** Information supplied follows **

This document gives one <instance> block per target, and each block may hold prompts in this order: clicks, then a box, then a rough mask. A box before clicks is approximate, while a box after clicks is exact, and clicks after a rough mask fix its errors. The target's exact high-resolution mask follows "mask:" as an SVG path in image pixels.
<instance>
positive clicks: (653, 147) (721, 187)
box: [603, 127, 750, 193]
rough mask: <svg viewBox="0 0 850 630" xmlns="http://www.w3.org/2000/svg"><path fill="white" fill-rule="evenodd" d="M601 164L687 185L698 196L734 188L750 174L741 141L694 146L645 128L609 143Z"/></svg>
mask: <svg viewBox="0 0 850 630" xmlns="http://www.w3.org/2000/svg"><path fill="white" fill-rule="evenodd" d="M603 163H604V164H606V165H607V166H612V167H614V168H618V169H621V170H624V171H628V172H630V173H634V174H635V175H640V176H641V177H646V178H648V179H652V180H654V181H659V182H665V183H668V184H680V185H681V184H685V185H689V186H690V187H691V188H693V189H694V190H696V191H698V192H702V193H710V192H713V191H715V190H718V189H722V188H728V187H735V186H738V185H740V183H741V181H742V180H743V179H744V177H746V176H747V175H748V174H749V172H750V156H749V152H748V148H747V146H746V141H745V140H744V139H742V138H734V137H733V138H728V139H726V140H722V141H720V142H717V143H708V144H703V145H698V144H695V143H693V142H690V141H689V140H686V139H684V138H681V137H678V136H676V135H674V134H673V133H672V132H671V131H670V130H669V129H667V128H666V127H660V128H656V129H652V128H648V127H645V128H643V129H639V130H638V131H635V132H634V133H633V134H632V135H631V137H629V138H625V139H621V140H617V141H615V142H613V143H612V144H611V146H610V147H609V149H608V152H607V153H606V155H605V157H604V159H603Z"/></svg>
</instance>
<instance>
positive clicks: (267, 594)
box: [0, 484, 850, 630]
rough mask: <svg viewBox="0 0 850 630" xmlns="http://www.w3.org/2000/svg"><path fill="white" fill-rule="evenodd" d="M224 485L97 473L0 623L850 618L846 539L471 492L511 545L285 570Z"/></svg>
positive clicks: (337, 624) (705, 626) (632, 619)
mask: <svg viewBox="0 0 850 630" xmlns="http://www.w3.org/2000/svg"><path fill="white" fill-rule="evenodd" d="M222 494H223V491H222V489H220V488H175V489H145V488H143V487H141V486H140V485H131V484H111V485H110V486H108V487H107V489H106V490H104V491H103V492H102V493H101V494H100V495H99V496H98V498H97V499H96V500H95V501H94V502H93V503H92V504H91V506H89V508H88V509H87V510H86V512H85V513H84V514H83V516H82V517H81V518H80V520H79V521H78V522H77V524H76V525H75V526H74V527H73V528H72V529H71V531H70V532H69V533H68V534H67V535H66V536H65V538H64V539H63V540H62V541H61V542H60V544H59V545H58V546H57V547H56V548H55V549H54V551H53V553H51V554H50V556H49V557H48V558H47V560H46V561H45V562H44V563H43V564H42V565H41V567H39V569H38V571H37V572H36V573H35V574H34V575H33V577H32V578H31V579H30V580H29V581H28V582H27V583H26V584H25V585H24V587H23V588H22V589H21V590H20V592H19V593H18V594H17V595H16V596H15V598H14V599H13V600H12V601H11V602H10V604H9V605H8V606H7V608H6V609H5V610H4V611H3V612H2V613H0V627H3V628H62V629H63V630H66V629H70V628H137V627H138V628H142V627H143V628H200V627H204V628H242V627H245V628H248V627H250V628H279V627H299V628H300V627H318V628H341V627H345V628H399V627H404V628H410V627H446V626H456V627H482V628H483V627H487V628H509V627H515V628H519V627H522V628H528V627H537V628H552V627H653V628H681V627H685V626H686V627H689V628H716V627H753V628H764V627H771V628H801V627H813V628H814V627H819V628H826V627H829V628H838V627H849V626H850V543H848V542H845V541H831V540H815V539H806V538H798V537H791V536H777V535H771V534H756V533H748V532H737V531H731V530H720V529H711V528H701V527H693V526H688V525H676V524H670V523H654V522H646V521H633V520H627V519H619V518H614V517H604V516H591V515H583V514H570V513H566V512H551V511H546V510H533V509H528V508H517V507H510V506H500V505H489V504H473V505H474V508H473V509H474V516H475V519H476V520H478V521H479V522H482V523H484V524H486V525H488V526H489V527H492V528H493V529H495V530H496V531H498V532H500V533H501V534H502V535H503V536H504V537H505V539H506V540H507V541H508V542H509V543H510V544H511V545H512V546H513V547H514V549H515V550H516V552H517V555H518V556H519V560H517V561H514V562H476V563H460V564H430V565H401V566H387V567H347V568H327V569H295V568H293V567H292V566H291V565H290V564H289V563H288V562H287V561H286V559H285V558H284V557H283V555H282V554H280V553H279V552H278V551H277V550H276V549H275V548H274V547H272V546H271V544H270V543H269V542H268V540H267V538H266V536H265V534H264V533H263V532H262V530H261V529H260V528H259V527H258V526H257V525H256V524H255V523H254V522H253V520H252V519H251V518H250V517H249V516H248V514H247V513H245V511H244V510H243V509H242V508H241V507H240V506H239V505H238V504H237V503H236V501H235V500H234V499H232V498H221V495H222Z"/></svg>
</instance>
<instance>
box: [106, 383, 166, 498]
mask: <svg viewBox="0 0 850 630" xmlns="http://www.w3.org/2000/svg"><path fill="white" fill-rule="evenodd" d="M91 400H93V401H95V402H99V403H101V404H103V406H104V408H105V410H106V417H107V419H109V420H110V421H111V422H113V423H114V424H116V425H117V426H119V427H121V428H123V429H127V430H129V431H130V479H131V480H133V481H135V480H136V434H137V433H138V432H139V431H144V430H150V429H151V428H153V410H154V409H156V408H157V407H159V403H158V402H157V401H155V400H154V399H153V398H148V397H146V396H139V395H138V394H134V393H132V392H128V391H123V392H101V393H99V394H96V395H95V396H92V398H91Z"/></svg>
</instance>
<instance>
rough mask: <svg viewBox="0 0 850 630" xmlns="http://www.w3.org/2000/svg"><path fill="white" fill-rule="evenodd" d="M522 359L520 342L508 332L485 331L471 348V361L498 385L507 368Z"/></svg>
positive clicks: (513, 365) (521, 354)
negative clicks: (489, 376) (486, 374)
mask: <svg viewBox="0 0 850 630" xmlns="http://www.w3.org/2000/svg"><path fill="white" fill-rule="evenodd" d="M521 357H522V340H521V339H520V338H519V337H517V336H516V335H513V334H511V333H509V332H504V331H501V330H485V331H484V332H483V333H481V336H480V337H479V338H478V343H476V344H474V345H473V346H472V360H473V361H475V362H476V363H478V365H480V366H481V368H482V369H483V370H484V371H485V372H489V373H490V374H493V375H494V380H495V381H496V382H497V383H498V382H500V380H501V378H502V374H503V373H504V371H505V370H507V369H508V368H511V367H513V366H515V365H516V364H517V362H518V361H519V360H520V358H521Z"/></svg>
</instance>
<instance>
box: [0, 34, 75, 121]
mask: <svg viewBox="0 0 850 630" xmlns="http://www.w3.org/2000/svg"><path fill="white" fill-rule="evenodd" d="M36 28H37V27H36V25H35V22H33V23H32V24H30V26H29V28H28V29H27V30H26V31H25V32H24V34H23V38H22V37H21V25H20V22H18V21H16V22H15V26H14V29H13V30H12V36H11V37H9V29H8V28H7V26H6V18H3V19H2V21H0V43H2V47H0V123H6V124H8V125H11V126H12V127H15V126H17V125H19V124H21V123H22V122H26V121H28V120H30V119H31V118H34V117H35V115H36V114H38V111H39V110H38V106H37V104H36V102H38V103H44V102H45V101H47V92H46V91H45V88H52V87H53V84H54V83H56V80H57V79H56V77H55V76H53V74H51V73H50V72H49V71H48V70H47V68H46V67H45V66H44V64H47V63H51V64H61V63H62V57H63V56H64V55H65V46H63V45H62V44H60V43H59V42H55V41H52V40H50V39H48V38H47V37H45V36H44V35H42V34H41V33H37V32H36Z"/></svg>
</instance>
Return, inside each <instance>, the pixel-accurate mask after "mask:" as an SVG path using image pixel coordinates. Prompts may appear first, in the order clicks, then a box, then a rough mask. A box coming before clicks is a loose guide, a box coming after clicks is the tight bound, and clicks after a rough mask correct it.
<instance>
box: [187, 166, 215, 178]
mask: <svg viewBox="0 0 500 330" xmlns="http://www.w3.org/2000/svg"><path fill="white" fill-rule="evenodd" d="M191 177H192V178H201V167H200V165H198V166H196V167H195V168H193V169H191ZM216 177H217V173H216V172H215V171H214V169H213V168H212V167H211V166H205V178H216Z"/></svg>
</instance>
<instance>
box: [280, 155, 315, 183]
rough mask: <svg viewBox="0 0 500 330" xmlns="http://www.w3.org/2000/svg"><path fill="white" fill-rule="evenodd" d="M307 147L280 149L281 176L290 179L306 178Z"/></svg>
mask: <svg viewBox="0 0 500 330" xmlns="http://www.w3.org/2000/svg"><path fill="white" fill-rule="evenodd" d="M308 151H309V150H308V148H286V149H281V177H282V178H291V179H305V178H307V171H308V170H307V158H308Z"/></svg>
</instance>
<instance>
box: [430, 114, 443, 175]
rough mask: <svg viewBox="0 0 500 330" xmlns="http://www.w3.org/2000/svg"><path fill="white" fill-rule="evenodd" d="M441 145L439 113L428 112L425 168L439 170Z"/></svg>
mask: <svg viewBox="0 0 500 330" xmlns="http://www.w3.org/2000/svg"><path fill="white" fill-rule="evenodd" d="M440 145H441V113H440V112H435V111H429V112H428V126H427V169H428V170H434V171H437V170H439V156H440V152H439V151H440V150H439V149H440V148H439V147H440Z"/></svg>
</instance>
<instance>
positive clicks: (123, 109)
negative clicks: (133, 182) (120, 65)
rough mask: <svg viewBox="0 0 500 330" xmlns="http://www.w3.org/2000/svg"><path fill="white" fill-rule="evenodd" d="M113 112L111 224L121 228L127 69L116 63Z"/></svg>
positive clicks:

** End of Information supplied **

Exercise objective
Wherever the string "each" occurs in the data, copy the line that holds it.

Exercise output
This document gives one <instance> block per target, and each block may hold prompts in this order: clicks, then a box, then a rough mask. A box before clicks is approximate, while a box after clicks is exact, and clicks after a rough mask fix its errors. The target's exact high-resolution mask follows "mask:" as an SVG path in image pixels.
Return, inside each <instance>, the pixel-accurate mask after "mask:" as an SVG path using image pixel coordinates. Prompts may appear first, in the order clicks, then a box, then a rough mask. A box coming before clicks is a loose guide, a box coming after clicks is the tight bound, and clicks after a rough mask correct it.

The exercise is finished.